Requirement 1 →
Write out the whole discussion of the devmem TCP offset bug word for word.
Requirement 2 →
Lay out as a numbered list the lines of the records from the line containing "Spot the puppy's head" through the last line of the records, inclusive, leaving out any blank lines.

Supplied text →
Thanks Taehee. It's exciting to see that you have gotten this far in
your testing!! You seem to have devmem TCP (almost) fully working!!
May I ask which driver this is? I assume it's bnxt. Do you have the
driver support somewhere on github or something? I'm curious what your
driver implementation looks like.

> While testing it with the ncdevmem cmd, it fails to validate buffers
> after some period.
> This is because tcp_recvmsg_dmabuf() can't handle skb properly when
> the parameter offset != 0.

Sadly I'm unable to reproduce this issue, but I think I know where to
suspect the bug is. Thanks for taking the time to root cause this and
provide a fix.

...

> > +               offset = 0;
>
> If the offset is 5000 and only 4500 bytes are skipped at this point,
> the offset should be 500, not 0.
> We need to add a condition to set the offset correctly.

Source material →
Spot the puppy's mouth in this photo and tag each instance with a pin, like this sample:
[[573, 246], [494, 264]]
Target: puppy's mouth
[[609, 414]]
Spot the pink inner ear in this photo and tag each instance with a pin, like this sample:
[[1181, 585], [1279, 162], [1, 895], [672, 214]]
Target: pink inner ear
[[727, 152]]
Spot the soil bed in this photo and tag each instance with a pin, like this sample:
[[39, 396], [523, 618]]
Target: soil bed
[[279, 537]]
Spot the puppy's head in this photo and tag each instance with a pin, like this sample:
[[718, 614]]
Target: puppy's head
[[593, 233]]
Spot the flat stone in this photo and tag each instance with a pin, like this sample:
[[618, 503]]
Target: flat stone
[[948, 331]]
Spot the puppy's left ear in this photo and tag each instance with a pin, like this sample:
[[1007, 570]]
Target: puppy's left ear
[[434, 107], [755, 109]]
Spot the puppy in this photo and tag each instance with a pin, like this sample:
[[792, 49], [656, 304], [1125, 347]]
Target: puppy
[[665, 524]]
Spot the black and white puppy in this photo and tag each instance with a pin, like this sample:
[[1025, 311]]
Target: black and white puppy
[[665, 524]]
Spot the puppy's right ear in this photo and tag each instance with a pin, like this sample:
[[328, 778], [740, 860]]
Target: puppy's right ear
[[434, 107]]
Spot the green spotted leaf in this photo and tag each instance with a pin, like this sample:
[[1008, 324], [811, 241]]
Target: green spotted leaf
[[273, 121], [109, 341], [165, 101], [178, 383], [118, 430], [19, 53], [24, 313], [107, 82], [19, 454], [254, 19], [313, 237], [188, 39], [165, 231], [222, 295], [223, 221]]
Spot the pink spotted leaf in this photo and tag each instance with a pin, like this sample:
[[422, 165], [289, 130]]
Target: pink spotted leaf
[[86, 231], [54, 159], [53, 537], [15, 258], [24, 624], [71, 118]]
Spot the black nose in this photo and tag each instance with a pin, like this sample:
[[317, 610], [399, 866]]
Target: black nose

Final result 1 →
Thanks Taehee. It's exciting to see that you have gotten this far in
your testing!! You seem to have devmem TCP (almost) fully working!!
May I ask which driver this is? I assume it's bnxt. Do you have the
driver support somewhere on github or something? I'm curious what your
driver implementation looks like.

> While testing it with the ncdevmem cmd, it fails to validate buffers
> after some period.
> This is because tcp_recvmsg_dmabuf() can't handle skb properly when
> the parameter offset != 0.

Sadly I'm unable to reproduce this issue, but I think I know where to
suspect the bug is. Thanks for taking the time to root cause this and
provide a fix.

...

> > +               offset = 0;
>
> If the offset is 5000 and only 4500 bytes are skipped at this point,
> the offset should be 500, not 0.
> We need to add a condition to set the offset correctly.

Final result 2 →
1. Spot the puppy's head in this photo and tag each instance with a pin, like this sample:
2. [[718, 614]]
3. Target: puppy's head
4. [[593, 233]]
5. Spot the flat stone in this photo and tag each instance with a pin, like this sample:
6. [[618, 503]]
7. Target: flat stone
8. [[948, 331]]
9. Spot the puppy's left ear in this photo and tag each instance with a pin, like this sample:
10. [[1007, 570]]
11. Target: puppy's left ear
12. [[434, 107], [755, 109]]
13. Spot the puppy in this photo and tag each instance with a pin, like this sample:
14. [[792, 49], [656, 304], [1125, 347]]
15. Target: puppy
16. [[665, 524]]
17. Spot the black and white puppy in this photo and tag each instance with a pin, like this sample:
18. [[1025, 311]]
19. Target: black and white puppy
20. [[665, 524]]
21. Spot the puppy's right ear in this photo and tag each instance with a pin, like this sample:
22. [[328, 778], [740, 860]]
23. Target: puppy's right ear
24. [[434, 107]]
25. Spot the green spotted leaf in this photo and tag each instance with a pin, like this sample:
26. [[1008, 324], [811, 241]]
27. Target: green spotted leaf
28. [[273, 121], [109, 341], [165, 101], [178, 383], [118, 430], [19, 53], [24, 313], [107, 82], [19, 454], [254, 19], [313, 237], [188, 39], [165, 231], [222, 295], [223, 221]]
29. Spot the pink spotted leaf in this photo and tag each instance with a pin, like this sample:
30. [[422, 165], [289, 130]]
31. Target: pink spotted leaf
32. [[86, 231], [54, 159], [53, 537], [15, 258], [24, 624], [71, 118]]
33. Spot the black nose in this photo and tag each instance with a pin, like this sample:
34. [[317, 610], [399, 866]]
35. Target: black nose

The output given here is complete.